(Stored data)
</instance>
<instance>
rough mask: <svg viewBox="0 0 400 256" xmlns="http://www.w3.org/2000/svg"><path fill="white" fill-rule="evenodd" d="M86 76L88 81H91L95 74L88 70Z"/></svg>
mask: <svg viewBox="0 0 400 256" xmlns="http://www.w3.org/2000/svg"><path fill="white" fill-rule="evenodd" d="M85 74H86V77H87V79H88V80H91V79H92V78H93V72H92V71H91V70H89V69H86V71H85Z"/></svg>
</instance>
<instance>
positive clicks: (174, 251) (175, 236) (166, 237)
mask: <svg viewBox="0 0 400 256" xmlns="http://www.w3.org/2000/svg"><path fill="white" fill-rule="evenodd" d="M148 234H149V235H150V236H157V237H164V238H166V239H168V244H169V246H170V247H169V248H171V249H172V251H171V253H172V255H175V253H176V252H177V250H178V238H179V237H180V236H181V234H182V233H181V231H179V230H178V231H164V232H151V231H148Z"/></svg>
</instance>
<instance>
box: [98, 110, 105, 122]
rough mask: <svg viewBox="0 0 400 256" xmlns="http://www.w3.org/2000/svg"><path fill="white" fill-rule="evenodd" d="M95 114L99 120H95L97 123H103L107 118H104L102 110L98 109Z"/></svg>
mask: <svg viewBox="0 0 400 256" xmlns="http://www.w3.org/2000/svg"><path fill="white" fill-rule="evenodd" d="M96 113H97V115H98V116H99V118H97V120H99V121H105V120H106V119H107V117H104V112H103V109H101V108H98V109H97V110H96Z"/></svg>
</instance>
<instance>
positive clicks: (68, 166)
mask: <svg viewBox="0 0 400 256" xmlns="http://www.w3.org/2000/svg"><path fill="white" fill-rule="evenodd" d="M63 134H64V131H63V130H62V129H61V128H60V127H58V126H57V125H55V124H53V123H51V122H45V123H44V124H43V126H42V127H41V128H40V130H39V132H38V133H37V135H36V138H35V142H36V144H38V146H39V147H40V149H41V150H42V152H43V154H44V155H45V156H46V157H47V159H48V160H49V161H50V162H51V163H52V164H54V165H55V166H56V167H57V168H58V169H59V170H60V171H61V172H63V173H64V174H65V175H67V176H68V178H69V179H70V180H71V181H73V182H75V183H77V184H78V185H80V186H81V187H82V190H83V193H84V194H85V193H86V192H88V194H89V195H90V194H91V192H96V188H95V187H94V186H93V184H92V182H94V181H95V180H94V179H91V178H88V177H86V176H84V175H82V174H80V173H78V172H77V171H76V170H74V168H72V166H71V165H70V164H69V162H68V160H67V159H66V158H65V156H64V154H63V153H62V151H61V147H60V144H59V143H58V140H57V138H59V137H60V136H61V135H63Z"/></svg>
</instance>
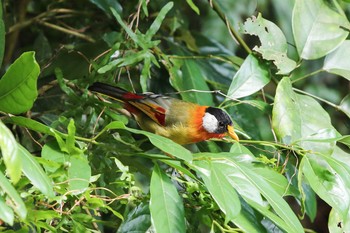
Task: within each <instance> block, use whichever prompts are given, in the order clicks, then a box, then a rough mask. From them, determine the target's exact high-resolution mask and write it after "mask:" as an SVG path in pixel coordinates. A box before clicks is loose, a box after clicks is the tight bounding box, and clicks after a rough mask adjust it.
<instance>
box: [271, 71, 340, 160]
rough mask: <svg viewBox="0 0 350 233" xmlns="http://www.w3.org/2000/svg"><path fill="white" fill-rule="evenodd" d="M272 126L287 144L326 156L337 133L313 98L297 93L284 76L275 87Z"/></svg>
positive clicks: (328, 119) (279, 136)
mask: <svg viewBox="0 0 350 233" xmlns="http://www.w3.org/2000/svg"><path fill="white" fill-rule="evenodd" d="M272 126H273V128H274V130H275V132H276V135H277V136H278V138H279V139H280V140H281V141H283V142H284V143H286V144H294V143H297V144H299V145H300V146H301V147H302V148H304V149H308V150H313V151H319V152H320V153H328V154H331V153H332V150H333V147H334V145H335V141H336V135H337V131H336V130H335V129H334V127H333V126H332V124H331V120H330V117H329V115H328V113H327V112H326V111H325V110H324V109H323V108H322V107H321V105H320V104H319V103H318V102H317V101H316V100H314V99H313V98H311V97H309V96H304V95H299V94H296V93H295V92H294V91H293V89H292V86H291V83H290V80H289V78H287V77H285V78H283V79H282V80H281V81H280V83H279V84H278V86H277V90H276V96H275V103H274V106H273V110H272Z"/></svg>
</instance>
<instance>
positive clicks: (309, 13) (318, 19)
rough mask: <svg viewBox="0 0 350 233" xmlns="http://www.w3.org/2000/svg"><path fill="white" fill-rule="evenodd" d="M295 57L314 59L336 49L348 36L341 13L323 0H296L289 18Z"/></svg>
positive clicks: (308, 58)
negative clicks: (332, 9) (290, 14)
mask: <svg viewBox="0 0 350 233" xmlns="http://www.w3.org/2000/svg"><path fill="white" fill-rule="evenodd" d="M292 26H293V34H294V40H295V44H296V47H297V50H298V53H299V56H300V57H301V58H304V59H317V58H320V57H323V56H325V55H327V54H328V53H330V52H331V51H333V50H334V49H336V48H337V47H338V46H339V45H340V44H341V43H342V42H343V41H344V40H345V39H346V37H347V36H348V32H347V31H346V30H344V29H343V28H347V29H348V30H349V28H350V27H349V22H348V20H347V18H346V17H345V15H344V13H338V12H335V11H333V10H332V9H331V8H329V7H328V6H327V5H326V3H325V2H324V1H323V0H308V1H304V0H296V1H295V5H294V9H293V18H292Z"/></svg>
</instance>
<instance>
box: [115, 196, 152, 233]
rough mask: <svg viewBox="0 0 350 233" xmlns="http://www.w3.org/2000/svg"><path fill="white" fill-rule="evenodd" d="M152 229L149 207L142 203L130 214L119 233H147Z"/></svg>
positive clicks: (124, 221) (132, 210)
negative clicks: (150, 229) (149, 211)
mask: <svg viewBox="0 0 350 233" xmlns="http://www.w3.org/2000/svg"><path fill="white" fill-rule="evenodd" d="M150 227H151V215H150V212H149V206H148V205H146V204H144V203H141V204H140V205H138V206H136V207H135V208H134V209H133V210H131V211H130V213H128V216H127V217H126V218H125V221H123V222H122V224H121V226H120V227H119V229H118V231H117V233H129V232H147V230H148V229H149V228H150Z"/></svg>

### [Task instructions]
Where a record above holds a picture, drop the picture and print the rest exactly.

### [Response]
</instance>
<instance>
rough mask: <svg viewBox="0 0 400 256" xmlns="http://www.w3.org/2000/svg"><path fill="white" fill-rule="evenodd" d="M86 76L88 81H91L95 74L88 70Z"/></svg>
mask: <svg viewBox="0 0 400 256" xmlns="http://www.w3.org/2000/svg"><path fill="white" fill-rule="evenodd" d="M85 74H86V77H87V79H88V80H91V79H92V78H93V72H92V71H91V70H89V69H86V71H85Z"/></svg>
</instance>
<instance>
positive clicks: (174, 251) (175, 236) (166, 237)
mask: <svg viewBox="0 0 400 256" xmlns="http://www.w3.org/2000/svg"><path fill="white" fill-rule="evenodd" d="M148 234H149V235H150V236H157V237H164V238H166V239H168V244H169V246H170V247H169V248H171V249H172V251H171V253H172V255H175V253H176V252H177V250H178V238H179V237H180V236H181V234H182V233H181V231H179V230H178V231H164V232H151V231H148Z"/></svg>
</instance>
<instance>
box: [98, 110, 105, 122]
rough mask: <svg viewBox="0 0 400 256" xmlns="http://www.w3.org/2000/svg"><path fill="white" fill-rule="evenodd" d="M95 114L99 120H95L97 123H103L107 118H104L102 110L98 109Z"/></svg>
mask: <svg viewBox="0 0 400 256" xmlns="http://www.w3.org/2000/svg"><path fill="white" fill-rule="evenodd" d="M96 113H97V115H98V116H99V118H97V120H99V121H105V120H106V119H107V117H104V112H103V109H101V108H98V109H97V110H96Z"/></svg>
</instance>
<instance>
positive clicks: (68, 166)
mask: <svg viewBox="0 0 400 256" xmlns="http://www.w3.org/2000/svg"><path fill="white" fill-rule="evenodd" d="M63 134H64V131H63V130H62V129H61V128H60V127H58V126H57V125H55V124H53V123H51V122H45V123H44V124H43V126H42V127H41V128H40V130H39V132H38V133H37V135H36V138H35V142H36V144H38V146H39V147H40V149H41V150H42V152H43V154H44V155H45V156H46V157H47V159H48V160H49V161H50V162H51V163H52V164H54V165H55V166H56V167H57V168H58V169H59V170H60V171H61V172H63V173H64V174H65V175H67V176H68V178H69V179H70V180H71V181H73V182H75V183H77V184H78V185H80V186H81V187H82V190H83V193H84V194H85V193H86V192H88V194H89V195H90V194H91V192H96V188H95V187H94V186H93V184H92V182H94V181H95V180H94V179H91V178H88V177H86V176H84V175H82V174H80V173H78V172H77V171H76V170H74V168H72V166H71V165H70V164H69V162H68V160H67V159H66V158H65V156H64V154H63V153H62V151H61V147H60V144H59V143H58V140H57V138H59V137H60V136H61V135H63Z"/></svg>
</instance>
Task: within each <instance> block, use whichever prompts are given, in the order clicks, then a box, then a rough mask. From them, determine the target's exact high-resolution mask and write it after "mask:" as an SVG path in pixel coordinates. A box before clicks is loose, a box after clicks is the tight bounding box, and clicks after a rough mask adjust it.
<instance>
box: [271, 71, 340, 160]
rough mask: <svg viewBox="0 0 350 233" xmlns="http://www.w3.org/2000/svg"><path fill="white" fill-rule="evenodd" d="M272 126L287 144L326 156L337 133L313 98L297 93L284 76L275 87Z"/></svg>
positive clicks: (328, 119) (279, 136)
mask: <svg viewBox="0 0 350 233" xmlns="http://www.w3.org/2000/svg"><path fill="white" fill-rule="evenodd" d="M272 126H273V128H274V130H275V132H276V135H277V136H278V138H279V139H280V140H281V141H283V142H284V143H286V144H294V143H297V144H299V145H300V146H301V147H302V148H304V149H308V150H313V151H319V152H320V153H328V154H331V153H332V150H333V147H334V145H335V141H336V135H337V131H336V130H335V129H334V127H333V126H332V124H331V120H330V117H329V115H328V113H327V112H326V111H325V110H324V109H323V108H322V107H321V105H320V104H319V103H318V102H317V101H316V100H314V99H313V98H311V97H309V96H304V95H299V94H296V93H295V92H294V91H293V89H292V86H291V83H290V80H289V78H287V77H285V78H283V79H282V80H281V81H280V83H279V84H278V86H277V90H276V96H275V103H274V106H273V110H272Z"/></svg>
</instance>
<instance>
positive clicks: (309, 13) (318, 19)
rough mask: <svg viewBox="0 0 350 233" xmlns="http://www.w3.org/2000/svg"><path fill="white" fill-rule="evenodd" d="M295 57L314 59L336 49L348 36L341 13L323 0H296L289 18Z"/></svg>
positive clicks: (308, 58)
negative clicks: (332, 9) (290, 14)
mask: <svg viewBox="0 0 350 233" xmlns="http://www.w3.org/2000/svg"><path fill="white" fill-rule="evenodd" d="M292 26H293V34H294V40H295V44H296V47H297V50H298V53H299V56H300V57H301V58H304V59H317V58H320V57H323V56H325V55H327V54H328V53H330V52H331V51H333V50H334V49H336V48H337V47H338V46H339V45H340V44H341V43H342V42H343V41H344V40H345V39H346V37H347V36H348V32H347V31H346V30H344V29H343V28H347V29H348V30H349V28H350V27H349V22H348V20H347V18H346V17H345V15H344V13H338V12H335V11H333V10H332V9H331V8H329V7H328V6H327V5H326V3H325V2H324V1H323V0H308V1H304V0H296V1H295V5H294V9H293V18H292Z"/></svg>
</instance>
<instance>
box: [115, 196, 152, 233]
rough mask: <svg viewBox="0 0 350 233" xmlns="http://www.w3.org/2000/svg"><path fill="white" fill-rule="evenodd" d="M152 229L149 207L142 203L130 214L119 233H147Z"/></svg>
positive clicks: (124, 221) (132, 210)
negative clicks: (150, 229) (149, 211)
mask: <svg viewBox="0 0 350 233" xmlns="http://www.w3.org/2000/svg"><path fill="white" fill-rule="evenodd" d="M150 227H151V215H150V212H149V206H148V205H146V204H144V203H141V204H140V205H138V206H136V207H135V208H134V209H133V210H131V211H130V213H128V216H127V217H126V218H125V221H123V222H122V224H121V226H120V227H119V229H118V231H117V233H129V232H147V230H148V229H149V228H150Z"/></svg>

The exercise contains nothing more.